- **EXTRACT PROVIDED**:
Image by _Tawcan via Flickr
I went to the gents before and noticed that the elastic on my Calvin Klein's had lost a lot of its ping. They’re oldish jocks so it’s no great surprise. Still as I stood there I contemplated the process by which elastic perishes over time. Is it use or is it simply age? Well, I thought, frequent use will obviously accelerate the process, but largely it is process of time. Over time the elastic will dry and deteriorate all by itself whether the jocks are worn every day or never worn. Like everything else it ages and, short of keeping your jocks in a vacuum, there’s not much you can do about it.
Naturally my thoughts followed onto other materials. Steel won’t perish, but exposed to the elements it will rust. Even concrete is subject to its own particular form of cancer, notwithstanding how it will weather and crumble in any case. It shouldn’t be a surprise, everything declines with time.
Even trees? I wondered at that. There are trees that have been around hundreds, even thousands of years. Is there a natural end to them? Is there a time when they shrivel and die? I thought probably yes, though clearly on a much different time frame to us.

- **DATA SHOWN**:
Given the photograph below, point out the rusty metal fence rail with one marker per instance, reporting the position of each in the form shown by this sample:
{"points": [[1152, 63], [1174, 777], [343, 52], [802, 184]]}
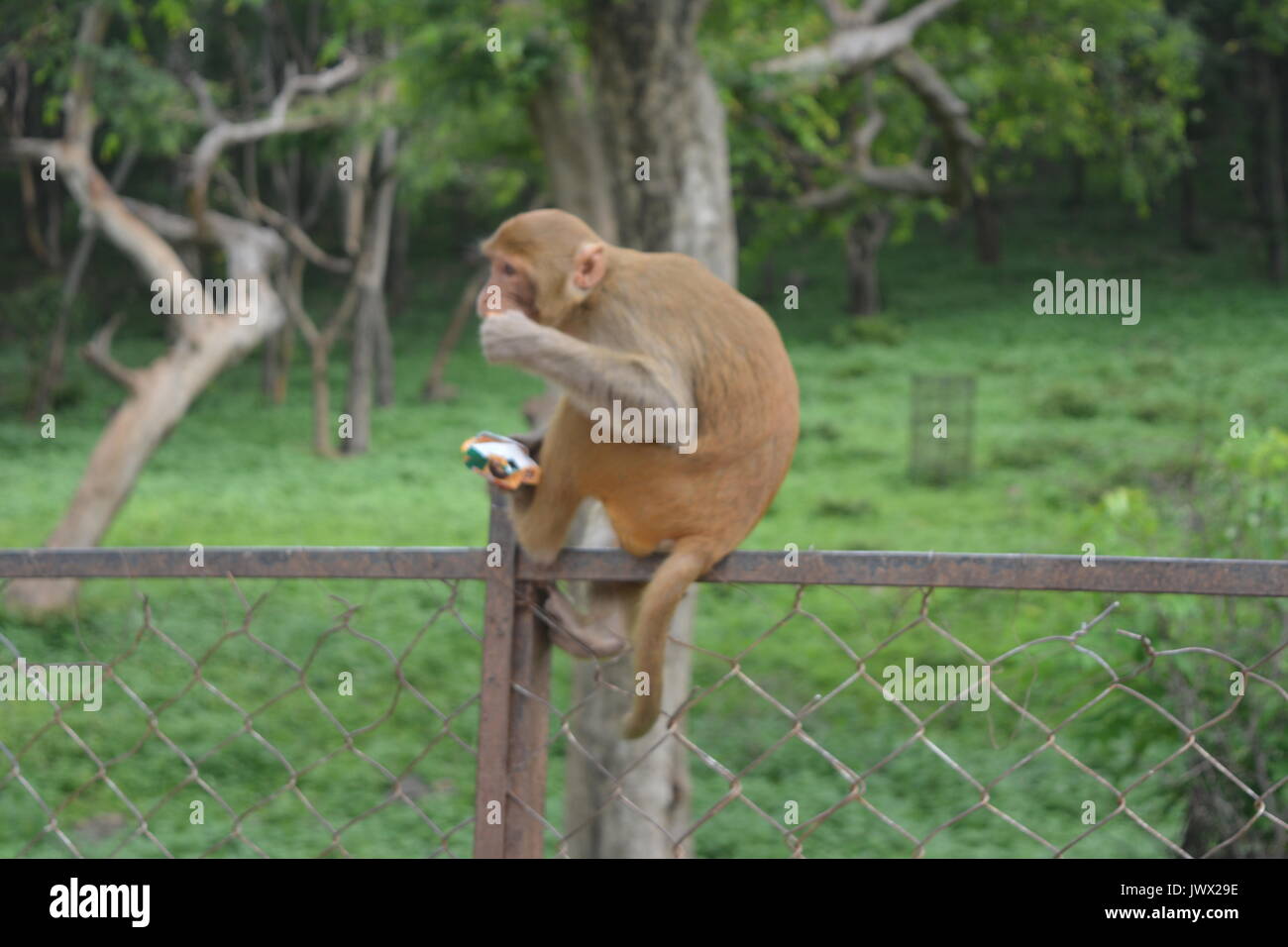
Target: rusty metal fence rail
{"points": [[1235, 795]]}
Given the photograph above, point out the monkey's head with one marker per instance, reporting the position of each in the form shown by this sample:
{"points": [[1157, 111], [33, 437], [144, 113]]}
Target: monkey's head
{"points": [[544, 263]]}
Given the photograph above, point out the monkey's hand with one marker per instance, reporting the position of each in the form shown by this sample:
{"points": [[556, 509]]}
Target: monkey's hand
{"points": [[509, 337]]}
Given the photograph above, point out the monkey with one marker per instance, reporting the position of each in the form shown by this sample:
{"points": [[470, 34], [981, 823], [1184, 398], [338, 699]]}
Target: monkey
{"points": [[652, 331]]}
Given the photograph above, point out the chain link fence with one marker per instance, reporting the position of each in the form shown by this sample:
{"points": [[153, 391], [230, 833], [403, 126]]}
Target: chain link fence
{"points": [[406, 727]]}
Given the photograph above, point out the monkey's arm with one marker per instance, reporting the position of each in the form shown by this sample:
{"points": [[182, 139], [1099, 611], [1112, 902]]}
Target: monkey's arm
{"points": [[590, 375]]}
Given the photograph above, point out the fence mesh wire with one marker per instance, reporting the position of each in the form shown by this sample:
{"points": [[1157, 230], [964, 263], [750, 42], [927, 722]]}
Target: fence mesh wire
{"points": [[1096, 740]]}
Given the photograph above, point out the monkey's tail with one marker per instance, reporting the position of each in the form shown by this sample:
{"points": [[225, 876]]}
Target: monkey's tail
{"points": [[688, 560]]}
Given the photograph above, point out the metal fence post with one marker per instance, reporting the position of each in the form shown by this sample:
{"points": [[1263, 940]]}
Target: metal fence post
{"points": [[510, 785]]}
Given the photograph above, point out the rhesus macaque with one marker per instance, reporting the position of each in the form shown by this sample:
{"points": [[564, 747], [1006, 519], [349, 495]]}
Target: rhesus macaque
{"points": [[649, 330]]}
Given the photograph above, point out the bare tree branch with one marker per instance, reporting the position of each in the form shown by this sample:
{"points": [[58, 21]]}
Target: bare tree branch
{"points": [[295, 235], [278, 120], [862, 46]]}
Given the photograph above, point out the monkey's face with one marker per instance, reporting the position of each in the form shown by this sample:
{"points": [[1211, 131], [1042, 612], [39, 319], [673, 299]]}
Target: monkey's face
{"points": [[509, 286]]}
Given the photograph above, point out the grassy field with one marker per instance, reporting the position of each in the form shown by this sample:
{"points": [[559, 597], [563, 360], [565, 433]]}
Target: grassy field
{"points": [[1070, 410]]}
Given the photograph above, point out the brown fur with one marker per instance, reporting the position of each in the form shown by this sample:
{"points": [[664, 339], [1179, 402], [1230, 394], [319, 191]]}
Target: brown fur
{"points": [[652, 330]]}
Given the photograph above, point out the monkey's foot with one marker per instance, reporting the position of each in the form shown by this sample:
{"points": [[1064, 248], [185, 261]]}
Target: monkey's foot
{"points": [[575, 634]]}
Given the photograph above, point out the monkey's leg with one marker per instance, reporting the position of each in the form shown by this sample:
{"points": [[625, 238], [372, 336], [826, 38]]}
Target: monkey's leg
{"points": [[691, 558], [603, 630]]}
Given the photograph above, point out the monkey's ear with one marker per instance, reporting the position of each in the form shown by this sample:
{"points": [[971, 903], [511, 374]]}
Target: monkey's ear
{"points": [[588, 266]]}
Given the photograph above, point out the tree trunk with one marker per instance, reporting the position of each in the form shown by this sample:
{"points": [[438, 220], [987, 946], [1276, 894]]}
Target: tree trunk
{"points": [[1273, 159], [863, 240], [161, 392], [574, 151], [656, 101], [373, 350], [52, 372]]}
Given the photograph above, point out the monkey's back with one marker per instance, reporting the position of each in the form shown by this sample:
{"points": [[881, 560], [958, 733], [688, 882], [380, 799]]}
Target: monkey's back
{"points": [[732, 356]]}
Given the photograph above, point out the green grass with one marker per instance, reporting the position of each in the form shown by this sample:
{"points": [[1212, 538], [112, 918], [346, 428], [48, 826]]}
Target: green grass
{"points": [[1068, 407]]}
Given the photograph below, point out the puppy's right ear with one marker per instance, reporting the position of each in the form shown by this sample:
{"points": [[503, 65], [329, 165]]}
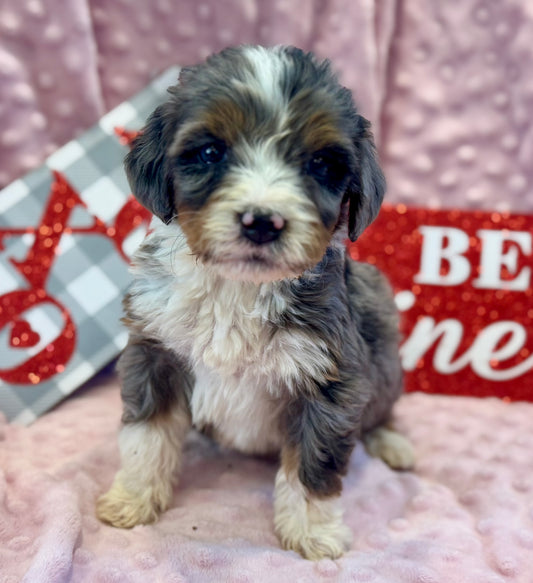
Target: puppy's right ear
{"points": [[147, 165]]}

- **ASSIGNED TASK A**:
Repeat the passage about aging elastic from "Even trees? I" up to and including "frame to us.".
- **ASSIGNED TASK B**:
Please carry on the passage about aging elastic from where it stops.
The rows aren't needed here.

- **WRITTEN ANSWER A**:
Even trees? I wondered at that. There are trees that have been around hundreds, even thousands of years. Is there a natural end to them? Is there a time when they shrivel and die? I thought probably yes, though clearly on a much different time frame to us.

- **WRITTEN ANSWER B**:
The difference with trees of course is that they are organic. They grow, they blossom and flower, and they regenerate of their own accord. In some way so do we. Our DNA dictates how tall we will grow and what colour our eyes will be; we will inherit traits and potentially diseases. We will grow to a certain point and then stop growing; for a while we will remain in a kind of physical stasis before the inevitable decline begins. One day the decline becomes so much that we fail altogether. And so the process begins again.
Why is this so really? Why should a tree last ten longer than a man? Why does a man outlive a dog or cat or indeed most animals? What is the genetic trigger in our make-up that makes these accepted facts?
It’s odd the things that occur to you standing in a urinal.